▶ _Source document_:
|---|

I made these woven hearts in elementary school. We used them to hold goodies from our class Valentine’s Day parties. Imagine my surprise to discover these are actually Christmas tokens! Even more surprising, Hans Christian Andersen created the oldest ones still in existence.
If you attach a handle they hang nicely on the tree, although I think they are charming either way.
At their most basic, julehjerte are simple enough for children to do. In fact they are a fantastic craft to keep the little humans busy for a little while. It’s great for developing fine motor coordination.
If you’ve never made one before, you’re in for a treat! Begin with two contrasting colours and and fold cut them like so:
(Note: I layer them before I cut so the cuts match. Also note: there are patterns available online but I like to live on the wild side so I free-hand it.)
Next you’ll weave them together. Since you’re weaving folded paper instead of a flat sheet it’s helpful to think of it as around and through instead of over and under.
If you do the around and through part correctly then you’ll end up with a cone-shaped basket. It’s perfect for storing little trinkets!
Make lots! Play around with size and each one will be different. Aren’t they just so much fun?

|---|

▶ _Collected data_:
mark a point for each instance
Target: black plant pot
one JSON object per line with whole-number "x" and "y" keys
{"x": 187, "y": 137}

|---|

▶ _What is being asked_:
Write down the passage from the post on woven paper hearts from "At their most" to "storing little trinkets!", word for word. The lines have nothing to do with this.

▶ _Answer to the task_:
At their most basic, julehjerte are simple enough for children to do. In fact they are a fantastic craft to keep the little humans busy for a little while. It’s great for developing fine motor coordination.
If you’ve never made one before, you’re in for a treat! Begin with two contrasting colours and and fold cut them like so:
(Note: I layer them before I cut so the cuts match. Also note: there are patterns available online but I like to live on the wild side so I free-hand it.)
Next you’ll weave them together. Since you’re weaving folded paper instead of a flat sheet it’s helpful to think of it as around and through instead of over and under.
If you do the around and through part correctly then you’ll end up with a cone-shaped basket. It’s perfect for storing little trinkets!